Provided entries section start
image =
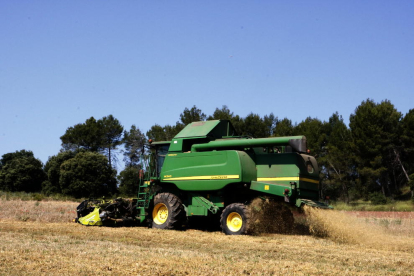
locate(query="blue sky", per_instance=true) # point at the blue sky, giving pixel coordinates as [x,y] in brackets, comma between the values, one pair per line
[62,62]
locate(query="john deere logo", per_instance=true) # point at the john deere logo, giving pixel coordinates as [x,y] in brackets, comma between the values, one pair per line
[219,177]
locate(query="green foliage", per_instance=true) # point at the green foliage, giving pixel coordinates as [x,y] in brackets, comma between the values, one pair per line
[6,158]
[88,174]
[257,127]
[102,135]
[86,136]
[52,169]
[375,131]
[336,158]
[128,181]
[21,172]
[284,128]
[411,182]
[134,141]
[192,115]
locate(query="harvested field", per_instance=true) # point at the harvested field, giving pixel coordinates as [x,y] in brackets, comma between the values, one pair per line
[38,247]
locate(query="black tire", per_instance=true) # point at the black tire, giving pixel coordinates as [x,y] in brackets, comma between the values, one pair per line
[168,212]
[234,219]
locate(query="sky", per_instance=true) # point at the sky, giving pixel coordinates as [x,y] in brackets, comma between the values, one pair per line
Provided entries section end
Provided entries section start
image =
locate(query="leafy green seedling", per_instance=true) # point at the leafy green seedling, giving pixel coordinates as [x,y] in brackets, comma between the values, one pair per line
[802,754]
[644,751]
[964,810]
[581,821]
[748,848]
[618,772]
Provided entries section end
Provided entries section start
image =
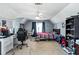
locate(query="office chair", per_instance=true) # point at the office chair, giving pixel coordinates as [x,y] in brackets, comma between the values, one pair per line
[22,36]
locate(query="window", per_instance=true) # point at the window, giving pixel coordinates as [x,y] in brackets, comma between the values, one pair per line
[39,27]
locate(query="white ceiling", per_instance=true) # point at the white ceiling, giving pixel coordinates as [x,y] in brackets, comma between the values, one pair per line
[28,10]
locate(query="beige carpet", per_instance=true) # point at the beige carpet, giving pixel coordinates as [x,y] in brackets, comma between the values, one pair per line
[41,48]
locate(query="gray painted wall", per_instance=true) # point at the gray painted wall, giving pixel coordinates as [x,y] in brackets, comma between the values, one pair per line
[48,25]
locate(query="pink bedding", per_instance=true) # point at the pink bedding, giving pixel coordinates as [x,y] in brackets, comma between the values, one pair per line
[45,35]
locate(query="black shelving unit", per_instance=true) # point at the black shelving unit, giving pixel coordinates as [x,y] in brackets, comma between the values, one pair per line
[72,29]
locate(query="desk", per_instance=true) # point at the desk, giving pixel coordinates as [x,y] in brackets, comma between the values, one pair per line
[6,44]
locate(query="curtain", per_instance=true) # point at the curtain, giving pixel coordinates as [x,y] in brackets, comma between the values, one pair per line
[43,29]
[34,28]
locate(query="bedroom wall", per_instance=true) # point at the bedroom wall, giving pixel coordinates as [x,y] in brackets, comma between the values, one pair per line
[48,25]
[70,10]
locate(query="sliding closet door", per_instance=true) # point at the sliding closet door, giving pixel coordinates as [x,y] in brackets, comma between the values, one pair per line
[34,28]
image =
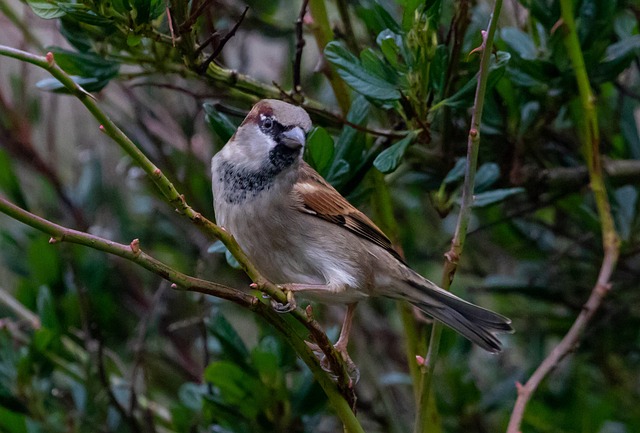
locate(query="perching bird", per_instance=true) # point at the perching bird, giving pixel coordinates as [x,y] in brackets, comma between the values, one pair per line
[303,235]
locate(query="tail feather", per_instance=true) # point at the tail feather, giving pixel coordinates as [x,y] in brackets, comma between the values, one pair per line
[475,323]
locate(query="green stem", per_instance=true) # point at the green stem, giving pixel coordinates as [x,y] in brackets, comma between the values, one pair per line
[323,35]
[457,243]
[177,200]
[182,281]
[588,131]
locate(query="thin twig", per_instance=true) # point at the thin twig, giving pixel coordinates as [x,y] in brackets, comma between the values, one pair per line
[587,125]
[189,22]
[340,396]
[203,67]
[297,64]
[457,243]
Provided entries section end
What the exercise asks:
There is a line with "green foliage, giving" and a line with "the sky, giving" above. Copy exactly those two lines and all lines between them, with nothing else.

Task solution:
locate(query="green foliage", per_instance=true) # point at the green foliage, giving pixel coordinates as [x,y] in brackets, comma between the values, one pair per line
[6,158]
[88,174]
[257,127]
[102,135]
[86,136]
[52,169]
[375,131]
[336,158]
[128,181]
[21,172]
[284,128]
[411,182]
[134,141]
[192,115]
locate(query="harvested field", per_instance=true) # point at the harvested field, giving pixel coordinates as [x,y] in brackets, comma between the values, one pair per line
[38,247]
locate(query="black tire", per_instance=true) # point at the black tire, giving pixel coordinates as [x,y] in brackets, comma between the values, one pair per line
[168,212]
[234,219]
locate(query="sky", per_instance=true) # point at the sky, giving pixel coordinates as [x,y] in brackets, comma between the values, one pair per line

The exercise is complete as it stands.